** Task **
Copy out the listing below from the line that contains "For the benchmark, point out every instance of the green" down to the line that contains "point(201, 49)", both included, and return only those lines. Multiply every coordinate in the answer points by 0.75 and round to whole numbers, with halves rounded up, but leave the requests and their sample points unchanged.
══════════════════════════════
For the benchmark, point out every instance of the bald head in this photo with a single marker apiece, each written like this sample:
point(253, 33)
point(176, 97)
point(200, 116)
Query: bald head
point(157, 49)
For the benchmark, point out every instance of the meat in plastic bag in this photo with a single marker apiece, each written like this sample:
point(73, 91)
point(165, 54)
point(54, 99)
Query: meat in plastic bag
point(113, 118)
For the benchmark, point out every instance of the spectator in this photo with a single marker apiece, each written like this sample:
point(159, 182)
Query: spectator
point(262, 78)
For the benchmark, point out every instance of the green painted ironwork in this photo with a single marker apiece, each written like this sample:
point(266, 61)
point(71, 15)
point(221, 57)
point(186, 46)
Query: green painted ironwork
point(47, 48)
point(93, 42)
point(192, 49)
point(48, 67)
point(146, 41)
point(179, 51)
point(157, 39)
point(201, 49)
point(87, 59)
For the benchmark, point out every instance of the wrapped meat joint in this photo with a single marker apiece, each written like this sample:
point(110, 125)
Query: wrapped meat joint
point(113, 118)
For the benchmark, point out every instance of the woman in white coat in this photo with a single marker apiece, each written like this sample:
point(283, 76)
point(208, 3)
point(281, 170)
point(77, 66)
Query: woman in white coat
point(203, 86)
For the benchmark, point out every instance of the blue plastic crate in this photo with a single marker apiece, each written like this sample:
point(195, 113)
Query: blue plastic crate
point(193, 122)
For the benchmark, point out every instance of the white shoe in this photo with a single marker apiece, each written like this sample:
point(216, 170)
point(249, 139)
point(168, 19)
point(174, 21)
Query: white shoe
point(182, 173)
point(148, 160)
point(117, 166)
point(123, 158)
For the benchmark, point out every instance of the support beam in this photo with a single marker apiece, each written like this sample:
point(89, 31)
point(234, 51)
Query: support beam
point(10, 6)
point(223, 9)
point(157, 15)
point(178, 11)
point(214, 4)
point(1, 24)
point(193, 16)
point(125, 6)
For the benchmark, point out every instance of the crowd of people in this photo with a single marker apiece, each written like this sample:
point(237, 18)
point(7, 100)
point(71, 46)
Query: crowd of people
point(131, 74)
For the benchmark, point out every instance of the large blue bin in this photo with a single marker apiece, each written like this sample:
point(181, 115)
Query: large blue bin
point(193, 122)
══════════════════════════════
** Correct answer **
For the benchmark, point out every instance of the green painted ironwork in this photo with a single marker apiece, each written like this sample:
point(266, 61)
point(71, 15)
point(221, 57)
point(186, 46)
Query: green painted ironwork
point(35, 36)
point(70, 32)
point(144, 37)
point(36, 50)
point(110, 31)
point(134, 38)
point(118, 29)
point(151, 37)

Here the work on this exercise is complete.